**SOURCE EXTRACT:**
*** Block opens ***

[bionet.general] Need idea for Westinghouse project

roy@alanine.phri.nyu.edu (Roy Smith) (10/30/90)

	A high school junior just introduced himself to me, looking for a
mentor for a Westinghouse project.  It sounds like what he wants to do is
something in computational biology.  He mentioned things like RNA folding
and molecular modelling.  He's just learning C and is taking a course which
I think he said is called Biological Research but sounds like it's really
"Let's Do a Westinghouse Project, 3 credits per semester, by permission of
the instructor"

	I'm not sure how to approach this.  From the 3 minutes I got to
talk to him, he seems pretty bright, but I'm not sure how serious a project
even a really smart high school junior can be expected to tackle in a
year's worth of effort.  When I was a junior or senior in high school, a
really cool computer project was writing Hunt The Wumpus in BASIC; clearly
that's not going to win any Westinghouse awards.  Didn't I hear somewhere
that Ray Lau wrote StuffIt for the Mac while he was in high school?  Have
things changed that much in 15 years, or is Ray just a lot smarter than me?

*** Block closes ***

**EXTRACTED RECORDS:**
*** Block opens ***

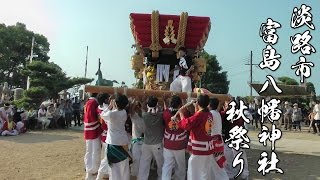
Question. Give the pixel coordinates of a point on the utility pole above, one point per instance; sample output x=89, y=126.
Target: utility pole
x=251, y=64
x=31, y=56
x=85, y=71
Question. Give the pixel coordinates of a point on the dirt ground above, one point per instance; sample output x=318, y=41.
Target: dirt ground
x=58, y=155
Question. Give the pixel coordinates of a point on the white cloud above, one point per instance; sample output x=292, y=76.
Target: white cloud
x=36, y=14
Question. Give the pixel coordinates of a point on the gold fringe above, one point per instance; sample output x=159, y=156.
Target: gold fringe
x=182, y=30
x=155, y=45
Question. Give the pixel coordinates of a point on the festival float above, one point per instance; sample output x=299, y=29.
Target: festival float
x=157, y=39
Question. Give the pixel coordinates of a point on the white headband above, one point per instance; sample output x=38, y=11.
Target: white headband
x=152, y=109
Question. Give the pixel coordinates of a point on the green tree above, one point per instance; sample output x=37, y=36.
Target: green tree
x=287, y=81
x=51, y=77
x=215, y=80
x=47, y=80
x=15, y=48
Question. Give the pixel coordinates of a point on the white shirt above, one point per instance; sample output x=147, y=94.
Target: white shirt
x=137, y=126
x=42, y=113
x=4, y=113
x=116, y=120
x=316, y=110
x=217, y=123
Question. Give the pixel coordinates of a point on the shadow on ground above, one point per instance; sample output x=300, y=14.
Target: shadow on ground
x=39, y=137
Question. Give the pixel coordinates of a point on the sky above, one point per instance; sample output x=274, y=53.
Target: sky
x=104, y=26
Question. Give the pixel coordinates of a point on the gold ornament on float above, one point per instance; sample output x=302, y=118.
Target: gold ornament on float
x=137, y=62
x=200, y=64
x=169, y=34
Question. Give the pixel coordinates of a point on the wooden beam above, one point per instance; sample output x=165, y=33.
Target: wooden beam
x=142, y=92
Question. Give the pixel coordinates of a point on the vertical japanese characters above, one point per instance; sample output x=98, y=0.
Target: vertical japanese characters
x=238, y=140
x=268, y=33
x=269, y=109
x=301, y=42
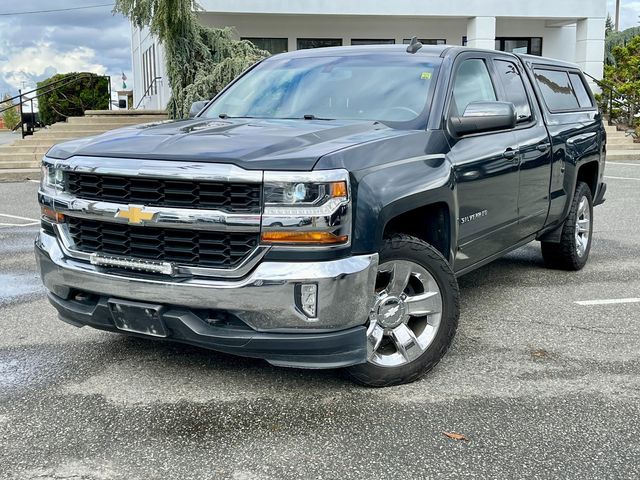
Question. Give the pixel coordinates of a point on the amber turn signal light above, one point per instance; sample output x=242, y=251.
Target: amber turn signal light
x=52, y=215
x=323, y=238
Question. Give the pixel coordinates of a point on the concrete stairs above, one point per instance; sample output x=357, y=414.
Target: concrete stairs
x=21, y=160
x=620, y=146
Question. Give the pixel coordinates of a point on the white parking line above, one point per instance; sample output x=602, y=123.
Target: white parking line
x=18, y=218
x=624, y=163
x=621, y=178
x=610, y=301
x=18, y=224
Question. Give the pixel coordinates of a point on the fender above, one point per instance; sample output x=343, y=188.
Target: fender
x=417, y=182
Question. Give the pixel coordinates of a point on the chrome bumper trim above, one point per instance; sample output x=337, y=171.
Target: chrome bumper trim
x=264, y=299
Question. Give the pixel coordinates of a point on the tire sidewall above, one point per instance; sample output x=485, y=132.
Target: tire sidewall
x=582, y=191
x=404, y=247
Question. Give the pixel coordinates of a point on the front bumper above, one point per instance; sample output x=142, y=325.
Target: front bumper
x=264, y=301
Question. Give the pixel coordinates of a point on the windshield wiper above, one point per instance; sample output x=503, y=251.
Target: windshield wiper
x=310, y=116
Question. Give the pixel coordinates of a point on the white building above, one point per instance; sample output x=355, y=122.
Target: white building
x=571, y=30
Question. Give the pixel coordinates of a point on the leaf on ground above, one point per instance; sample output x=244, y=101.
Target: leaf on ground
x=541, y=353
x=455, y=436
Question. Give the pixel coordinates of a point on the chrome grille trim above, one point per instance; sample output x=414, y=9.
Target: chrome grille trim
x=239, y=271
x=165, y=169
x=184, y=218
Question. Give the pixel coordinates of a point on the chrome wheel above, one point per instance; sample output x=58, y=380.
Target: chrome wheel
x=406, y=314
x=583, y=226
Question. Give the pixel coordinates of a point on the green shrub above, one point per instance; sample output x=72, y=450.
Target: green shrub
x=91, y=92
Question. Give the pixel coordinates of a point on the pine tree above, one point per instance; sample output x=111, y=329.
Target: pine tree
x=608, y=26
x=11, y=116
x=200, y=60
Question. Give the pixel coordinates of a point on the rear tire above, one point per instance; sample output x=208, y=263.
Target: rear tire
x=415, y=314
x=572, y=252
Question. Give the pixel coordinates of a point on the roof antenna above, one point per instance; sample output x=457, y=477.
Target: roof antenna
x=414, y=45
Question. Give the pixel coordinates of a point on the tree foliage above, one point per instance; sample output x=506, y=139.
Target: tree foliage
x=624, y=73
x=615, y=39
x=609, y=27
x=11, y=116
x=91, y=92
x=200, y=60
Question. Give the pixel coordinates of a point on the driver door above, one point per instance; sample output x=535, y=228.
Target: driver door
x=486, y=169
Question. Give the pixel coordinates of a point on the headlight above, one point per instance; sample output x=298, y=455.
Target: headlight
x=307, y=209
x=52, y=182
x=52, y=178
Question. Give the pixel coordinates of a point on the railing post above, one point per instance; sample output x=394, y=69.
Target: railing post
x=21, y=122
x=109, y=79
x=33, y=117
x=610, y=107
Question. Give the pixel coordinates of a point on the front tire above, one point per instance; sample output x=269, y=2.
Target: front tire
x=573, y=250
x=414, y=317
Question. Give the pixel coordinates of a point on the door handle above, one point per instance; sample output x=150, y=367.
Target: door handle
x=510, y=153
x=543, y=147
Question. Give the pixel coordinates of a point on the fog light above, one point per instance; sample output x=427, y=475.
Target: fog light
x=308, y=299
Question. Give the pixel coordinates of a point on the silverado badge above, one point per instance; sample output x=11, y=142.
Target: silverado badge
x=135, y=215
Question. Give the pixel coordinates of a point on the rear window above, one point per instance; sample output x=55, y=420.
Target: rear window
x=556, y=90
x=584, y=99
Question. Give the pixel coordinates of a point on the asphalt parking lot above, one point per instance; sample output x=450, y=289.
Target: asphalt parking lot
x=541, y=386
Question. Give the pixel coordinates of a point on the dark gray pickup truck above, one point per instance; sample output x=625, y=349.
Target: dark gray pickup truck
x=317, y=212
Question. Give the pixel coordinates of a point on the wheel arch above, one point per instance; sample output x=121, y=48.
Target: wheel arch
x=431, y=223
x=588, y=173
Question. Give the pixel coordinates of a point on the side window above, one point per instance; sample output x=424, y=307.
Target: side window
x=556, y=90
x=472, y=84
x=514, y=88
x=584, y=99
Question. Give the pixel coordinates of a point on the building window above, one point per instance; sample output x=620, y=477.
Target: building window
x=530, y=45
x=149, y=87
x=427, y=41
x=372, y=41
x=304, y=43
x=271, y=45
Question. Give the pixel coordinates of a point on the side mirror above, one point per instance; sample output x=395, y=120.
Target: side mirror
x=482, y=117
x=196, y=107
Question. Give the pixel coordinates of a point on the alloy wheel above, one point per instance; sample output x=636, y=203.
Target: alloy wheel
x=583, y=226
x=406, y=314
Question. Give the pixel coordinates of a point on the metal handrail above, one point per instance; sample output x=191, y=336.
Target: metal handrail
x=153, y=82
x=50, y=87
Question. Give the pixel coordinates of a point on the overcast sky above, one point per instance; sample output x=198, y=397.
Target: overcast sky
x=34, y=47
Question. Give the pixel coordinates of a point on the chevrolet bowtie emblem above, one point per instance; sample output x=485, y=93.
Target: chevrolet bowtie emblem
x=135, y=214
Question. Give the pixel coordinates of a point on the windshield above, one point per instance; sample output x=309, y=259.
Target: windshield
x=392, y=89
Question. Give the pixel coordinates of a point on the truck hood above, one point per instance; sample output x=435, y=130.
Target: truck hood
x=247, y=143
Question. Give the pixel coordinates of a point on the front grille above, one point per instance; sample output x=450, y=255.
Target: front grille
x=229, y=197
x=184, y=247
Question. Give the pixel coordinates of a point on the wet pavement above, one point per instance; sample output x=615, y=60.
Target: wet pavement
x=541, y=386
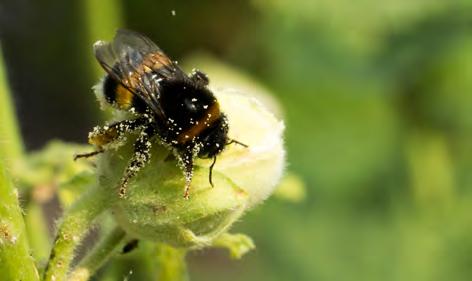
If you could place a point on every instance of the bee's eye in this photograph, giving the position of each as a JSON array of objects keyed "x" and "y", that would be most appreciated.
[{"x": 199, "y": 77}]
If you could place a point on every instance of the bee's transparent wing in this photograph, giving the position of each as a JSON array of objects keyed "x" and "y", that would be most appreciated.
[{"x": 138, "y": 64}]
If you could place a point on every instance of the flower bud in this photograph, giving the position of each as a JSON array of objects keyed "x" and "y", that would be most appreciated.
[{"x": 154, "y": 207}]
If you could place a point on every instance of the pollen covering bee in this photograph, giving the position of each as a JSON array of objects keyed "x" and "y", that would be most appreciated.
[{"x": 167, "y": 106}]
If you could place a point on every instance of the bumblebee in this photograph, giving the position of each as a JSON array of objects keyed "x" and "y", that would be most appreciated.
[{"x": 167, "y": 106}]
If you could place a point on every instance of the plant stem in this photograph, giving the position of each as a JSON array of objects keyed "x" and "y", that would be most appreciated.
[
  {"x": 15, "y": 260},
  {"x": 172, "y": 266},
  {"x": 99, "y": 255},
  {"x": 75, "y": 224}
]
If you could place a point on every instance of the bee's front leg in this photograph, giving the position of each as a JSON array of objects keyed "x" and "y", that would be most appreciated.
[
  {"x": 101, "y": 136},
  {"x": 141, "y": 156}
]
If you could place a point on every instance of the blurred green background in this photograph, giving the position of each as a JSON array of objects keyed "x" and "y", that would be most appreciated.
[{"x": 377, "y": 98}]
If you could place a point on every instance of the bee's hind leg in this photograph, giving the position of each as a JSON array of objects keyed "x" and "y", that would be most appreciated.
[{"x": 141, "y": 156}]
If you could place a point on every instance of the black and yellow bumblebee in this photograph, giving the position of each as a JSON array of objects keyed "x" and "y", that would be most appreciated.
[{"x": 167, "y": 105}]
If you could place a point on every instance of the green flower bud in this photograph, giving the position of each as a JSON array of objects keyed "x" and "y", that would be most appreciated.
[{"x": 154, "y": 207}]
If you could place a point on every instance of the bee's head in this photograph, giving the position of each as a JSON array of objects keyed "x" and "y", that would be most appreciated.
[{"x": 214, "y": 139}]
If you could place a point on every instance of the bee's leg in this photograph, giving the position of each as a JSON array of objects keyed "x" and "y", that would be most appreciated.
[
  {"x": 103, "y": 135},
  {"x": 210, "y": 175},
  {"x": 89, "y": 154},
  {"x": 236, "y": 142},
  {"x": 142, "y": 155},
  {"x": 186, "y": 160}
]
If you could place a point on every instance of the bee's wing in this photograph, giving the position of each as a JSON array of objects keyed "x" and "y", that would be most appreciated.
[{"x": 137, "y": 63}]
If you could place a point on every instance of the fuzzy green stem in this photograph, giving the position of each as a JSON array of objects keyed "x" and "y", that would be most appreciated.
[
  {"x": 104, "y": 249},
  {"x": 75, "y": 224},
  {"x": 172, "y": 265},
  {"x": 15, "y": 260}
]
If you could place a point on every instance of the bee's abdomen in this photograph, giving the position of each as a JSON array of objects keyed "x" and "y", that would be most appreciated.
[{"x": 120, "y": 97}]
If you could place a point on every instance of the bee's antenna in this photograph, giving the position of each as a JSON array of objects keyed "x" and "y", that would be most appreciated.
[{"x": 210, "y": 175}]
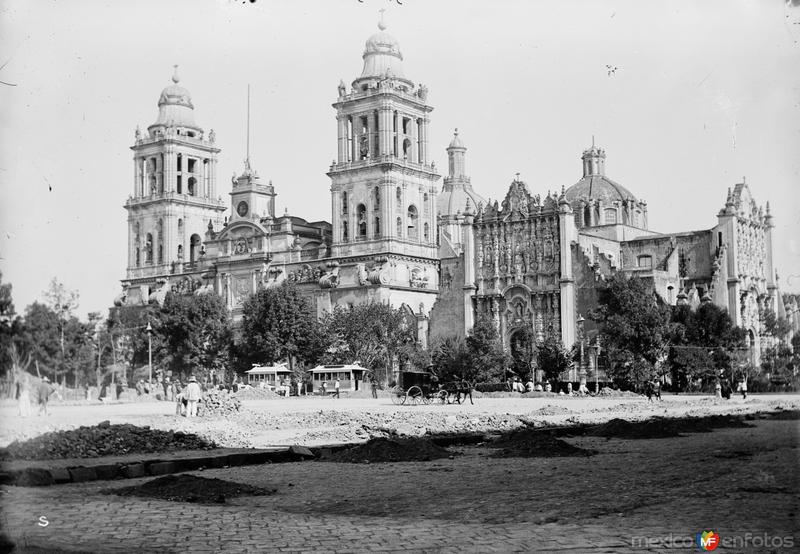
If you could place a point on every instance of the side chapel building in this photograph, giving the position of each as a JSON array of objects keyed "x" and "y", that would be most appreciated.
[{"x": 443, "y": 256}]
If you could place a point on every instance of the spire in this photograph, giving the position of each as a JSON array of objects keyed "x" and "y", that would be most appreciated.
[
  {"x": 456, "y": 157},
  {"x": 382, "y": 23},
  {"x": 594, "y": 161}
]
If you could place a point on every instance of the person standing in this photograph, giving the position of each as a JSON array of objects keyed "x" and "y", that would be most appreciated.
[
  {"x": 44, "y": 390},
  {"x": 24, "y": 396},
  {"x": 193, "y": 393}
]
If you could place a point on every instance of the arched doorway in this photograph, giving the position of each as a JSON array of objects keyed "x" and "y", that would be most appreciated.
[{"x": 523, "y": 352}]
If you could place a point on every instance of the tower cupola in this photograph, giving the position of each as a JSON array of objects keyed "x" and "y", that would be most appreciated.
[
  {"x": 594, "y": 161},
  {"x": 175, "y": 108}
]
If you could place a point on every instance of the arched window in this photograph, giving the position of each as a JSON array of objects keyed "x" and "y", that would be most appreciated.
[
  {"x": 194, "y": 248},
  {"x": 412, "y": 222},
  {"x": 406, "y": 148},
  {"x": 361, "y": 217},
  {"x": 148, "y": 249}
]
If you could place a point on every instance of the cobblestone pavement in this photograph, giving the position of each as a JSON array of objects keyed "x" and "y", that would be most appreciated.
[{"x": 633, "y": 496}]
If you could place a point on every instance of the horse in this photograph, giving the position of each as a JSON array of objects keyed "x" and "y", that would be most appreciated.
[{"x": 455, "y": 390}]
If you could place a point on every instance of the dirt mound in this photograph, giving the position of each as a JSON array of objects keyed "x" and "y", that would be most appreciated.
[
  {"x": 102, "y": 440},
  {"x": 657, "y": 428},
  {"x": 785, "y": 414},
  {"x": 218, "y": 403},
  {"x": 389, "y": 450},
  {"x": 527, "y": 443},
  {"x": 617, "y": 393},
  {"x": 190, "y": 488}
]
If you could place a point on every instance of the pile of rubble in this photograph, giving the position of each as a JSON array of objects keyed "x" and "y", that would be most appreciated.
[
  {"x": 256, "y": 393},
  {"x": 191, "y": 488},
  {"x": 396, "y": 449},
  {"x": 217, "y": 402},
  {"x": 527, "y": 443},
  {"x": 103, "y": 439}
]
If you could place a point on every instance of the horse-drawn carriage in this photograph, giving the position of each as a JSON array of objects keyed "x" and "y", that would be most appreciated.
[{"x": 423, "y": 387}]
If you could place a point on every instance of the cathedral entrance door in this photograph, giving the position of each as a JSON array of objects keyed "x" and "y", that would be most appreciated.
[{"x": 523, "y": 351}]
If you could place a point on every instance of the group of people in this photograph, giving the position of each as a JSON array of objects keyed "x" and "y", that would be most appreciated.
[
  {"x": 25, "y": 390},
  {"x": 723, "y": 389},
  {"x": 186, "y": 400}
]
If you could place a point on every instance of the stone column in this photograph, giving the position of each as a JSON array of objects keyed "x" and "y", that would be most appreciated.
[
  {"x": 372, "y": 139},
  {"x": 468, "y": 287},
  {"x": 385, "y": 130},
  {"x": 567, "y": 235},
  {"x": 342, "y": 122}
]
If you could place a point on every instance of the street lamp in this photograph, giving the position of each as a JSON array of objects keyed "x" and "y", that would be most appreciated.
[
  {"x": 581, "y": 367},
  {"x": 150, "y": 351}
]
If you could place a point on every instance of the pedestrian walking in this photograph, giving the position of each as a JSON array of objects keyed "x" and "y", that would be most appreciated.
[
  {"x": 193, "y": 393},
  {"x": 24, "y": 396},
  {"x": 44, "y": 390}
]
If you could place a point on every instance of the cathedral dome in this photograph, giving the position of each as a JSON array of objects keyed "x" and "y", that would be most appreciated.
[
  {"x": 175, "y": 108},
  {"x": 595, "y": 185},
  {"x": 453, "y": 199},
  {"x": 382, "y": 56}
]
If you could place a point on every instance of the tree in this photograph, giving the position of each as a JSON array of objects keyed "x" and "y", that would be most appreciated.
[
  {"x": 63, "y": 302},
  {"x": 552, "y": 358},
  {"x": 486, "y": 351},
  {"x": 10, "y": 327},
  {"x": 373, "y": 334},
  {"x": 634, "y": 328},
  {"x": 41, "y": 337},
  {"x": 704, "y": 343},
  {"x": 193, "y": 334},
  {"x": 278, "y": 323}
]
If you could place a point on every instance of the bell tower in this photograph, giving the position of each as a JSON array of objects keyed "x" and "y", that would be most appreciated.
[
  {"x": 383, "y": 182},
  {"x": 174, "y": 191}
]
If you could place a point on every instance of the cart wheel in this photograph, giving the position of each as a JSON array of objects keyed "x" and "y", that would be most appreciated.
[{"x": 396, "y": 396}]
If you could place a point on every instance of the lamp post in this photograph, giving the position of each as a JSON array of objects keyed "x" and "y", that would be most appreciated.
[
  {"x": 581, "y": 367},
  {"x": 150, "y": 351}
]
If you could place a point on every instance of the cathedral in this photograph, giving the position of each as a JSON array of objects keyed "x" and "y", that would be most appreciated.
[{"x": 444, "y": 256}]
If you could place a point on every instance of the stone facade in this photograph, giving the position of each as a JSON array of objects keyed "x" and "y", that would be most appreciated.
[{"x": 528, "y": 262}]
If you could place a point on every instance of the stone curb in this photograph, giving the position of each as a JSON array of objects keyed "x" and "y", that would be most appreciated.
[{"x": 42, "y": 477}]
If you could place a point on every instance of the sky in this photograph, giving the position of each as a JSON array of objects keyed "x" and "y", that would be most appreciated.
[{"x": 686, "y": 97}]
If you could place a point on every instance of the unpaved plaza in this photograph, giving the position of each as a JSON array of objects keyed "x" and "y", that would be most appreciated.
[{"x": 632, "y": 496}]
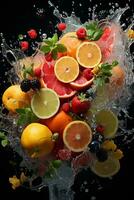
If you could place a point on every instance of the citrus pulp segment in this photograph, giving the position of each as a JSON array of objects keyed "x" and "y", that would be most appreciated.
[
  {"x": 107, "y": 168},
  {"x": 66, "y": 69},
  {"x": 45, "y": 103},
  {"x": 77, "y": 135},
  {"x": 88, "y": 54},
  {"x": 109, "y": 121},
  {"x": 49, "y": 80}
]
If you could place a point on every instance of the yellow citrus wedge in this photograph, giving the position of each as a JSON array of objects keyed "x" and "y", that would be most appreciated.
[
  {"x": 66, "y": 69},
  {"x": 106, "y": 169},
  {"x": 109, "y": 121},
  {"x": 88, "y": 54},
  {"x": 77, "y": 135},
  {"x": 45, "y": 103}
]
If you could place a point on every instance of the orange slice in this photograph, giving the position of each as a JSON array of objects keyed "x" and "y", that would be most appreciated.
[
  {"x": 88, "y": 54},
  {"x": 66, "y": 69},
  {"x": 77, "y": 135}
]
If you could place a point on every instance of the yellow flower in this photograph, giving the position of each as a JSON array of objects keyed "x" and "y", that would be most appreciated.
[
  {"x": 130, "y": 33},
  {"x": 15, "y": 182}
]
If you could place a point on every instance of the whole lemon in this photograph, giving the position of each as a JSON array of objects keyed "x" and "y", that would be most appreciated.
[
  {"x": 13, "y": 98},
  {"x": 37, "y": 140}
]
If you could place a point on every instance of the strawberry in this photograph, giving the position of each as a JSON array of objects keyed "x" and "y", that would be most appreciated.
[
  {"x": 24, "y": 45},
  {"x": 80, "y": 104},
  {"x": 37, "y": 72},
  {"x": 88, "y": 74},
  {"x": 61, "y": 26},
  {"x": 81, "y": 33},
  {"x": 32, "y": 33},
  {"x": 66, "y": 107}
]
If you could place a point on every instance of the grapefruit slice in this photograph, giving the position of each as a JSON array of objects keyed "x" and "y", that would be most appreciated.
[
  {"x": 88, "y": 54},
  {"x": 81, "y": 82},
  {"x": 66, "y": 69},
  {"x": 49, "y": 80},
  {"x": 77, "y": 135}
]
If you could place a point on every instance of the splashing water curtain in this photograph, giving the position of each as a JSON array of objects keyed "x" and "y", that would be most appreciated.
[{"x": 83, "y": 139}]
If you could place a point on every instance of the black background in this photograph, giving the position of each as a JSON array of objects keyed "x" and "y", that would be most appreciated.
[{"x": 16, "y": 18}]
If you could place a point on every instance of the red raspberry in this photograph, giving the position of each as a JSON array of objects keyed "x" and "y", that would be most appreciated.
[
  {"x": 64, "y": 154},
  {"x": 48, "y": 57},
  {"x": 100, "y": 129},
  {"x": 61, "y": 26},
  {"x": 87, "y": 73},
  {"x": 24, "y": 45},
  {"x": 66, "y": 107},
  {"x": 81, "y": 33},
  {"x": 32, "y": 34},
  {"x": 37, "y": 72}
]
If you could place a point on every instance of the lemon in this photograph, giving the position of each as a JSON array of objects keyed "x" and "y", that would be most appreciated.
[
  {"x": 107, "y": 168},
  {"x": 109, "y": 121},
  {"x": 45, "y": 103}
]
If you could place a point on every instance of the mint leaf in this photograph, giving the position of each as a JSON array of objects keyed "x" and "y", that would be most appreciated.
[
  {"x": 45, "y": 49},
  {"x": 61, "y": 48},
  {"x": 4, "y": 142},
  {"x": 2, "y": 135},
  {"x": 55, "y": 38}
]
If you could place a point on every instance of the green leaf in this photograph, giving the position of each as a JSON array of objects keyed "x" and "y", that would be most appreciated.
[
  {"x": 61, "y": 48},
  {"x": 55, "y": 38},
  {"x": 2, "y": 135},
  {"x": 45, "y": 49},
  {"x": 56, "y": 163},
  {"x": 114, "y": 63},
  {"x": 54, "y": 53},
  {"x": 4, "y": 142}
]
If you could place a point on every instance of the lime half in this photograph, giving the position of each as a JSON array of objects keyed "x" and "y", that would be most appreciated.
[
  {"x": 106, "y": 169},
  {"x": 109, "y": 121},
  {"x": 45, "y": 103}
]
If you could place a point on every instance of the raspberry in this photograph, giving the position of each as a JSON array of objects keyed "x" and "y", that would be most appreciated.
[
  {"x": 48, "y": 57},
  {"x": 64, "y": 154},
  {"x": 87, "y": 73},
  {"x": 25, "y": 85},
  {"x": 24, "y": 45},
  {"x": 32, "y": 34},
  {"x": 100, "y": 129},
  {"x": 37, "y": 72},
  {"x": 35, "y": 84},
  {"x": 66, "y": 107},
  {"x": 81, "y": 33},
  {"x": 61, "y": 26}
]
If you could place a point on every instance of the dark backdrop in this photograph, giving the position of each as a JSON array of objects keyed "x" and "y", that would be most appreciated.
[{"x": 16, "y": 18}]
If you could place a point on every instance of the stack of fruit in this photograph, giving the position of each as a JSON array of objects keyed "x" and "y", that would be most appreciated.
[{"x": 55, "y": 99}]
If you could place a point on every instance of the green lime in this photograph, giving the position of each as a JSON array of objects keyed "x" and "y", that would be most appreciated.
[
  {"x": 45, "y": 103},
  {"x": 109, "y": 121}
]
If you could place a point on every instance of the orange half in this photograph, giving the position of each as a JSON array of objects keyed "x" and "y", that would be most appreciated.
[
  {"x": 66, "y": 69},
  {"x": 77, "y": 135},
  {"x": 88, "y": 54}
]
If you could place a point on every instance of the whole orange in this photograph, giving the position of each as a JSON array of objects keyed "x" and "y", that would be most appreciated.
[
  {"x": 71, "y": 41},
  {"x": 13, "y": 98},
  {"x": 37, "y": 140},
  {"x": 58, "y": 122}
]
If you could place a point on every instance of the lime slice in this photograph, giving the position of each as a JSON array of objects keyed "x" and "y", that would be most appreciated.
[
  {"x": 106, "y": 169},
  {"x": 45, "y": 103},
  {"x": 109, "y": 121}
]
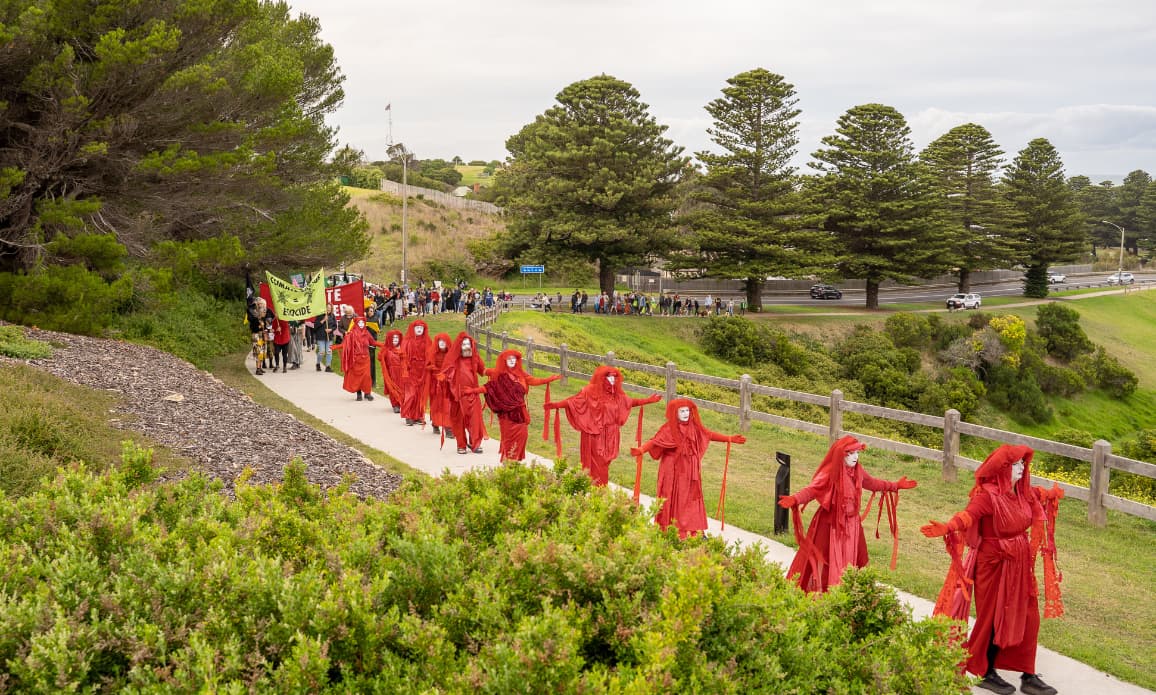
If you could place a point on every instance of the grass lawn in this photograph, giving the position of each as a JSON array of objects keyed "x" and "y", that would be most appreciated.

*** Block closes ***

**WHAT YOU WILL DO:** Write out the entire post about finding a Westinghouse project idea word for word. These rows come from a different source than the post above them.

**TASK RESPONSE:**
[bionet.general] Need idea for Westinghouse project

roy@alanine.phri.nyu.edu (Roy Smith) (10/30/90)

	A high school junior just introduced himself to me, looking for a
mentor for a Westinghouse project.  It sounds like what he wants to do is
something in computational biology.  He mentioned things like RNA folding
and molecular modelling.  He's just learning C and is taking a course which
I think he said is called Biological Research but sounds like it's really
"Let's Do a Westinghouse Project, 3 credits per semester, by permission of
the instructor"

	I'm not sure how to approach this.  From the 3 minutes I got to
talk to him, he seems pretty bright, but I'm not sure how serious a project
even a really smart high school junior can be expected to tackle in a
year's worth of effort.  When I was a junior or senior in high school, a
really cool computer project was writing Hunt The Wumpus in BASIC; clearly
that's not going to win any Westinghouse awards.  Didn't I hear somewhere
that Ray Lau wrote StuffIt for the Mac while he was in high school?  Have
things changed that much in 15 years, or is Ray just a lot smarter than me?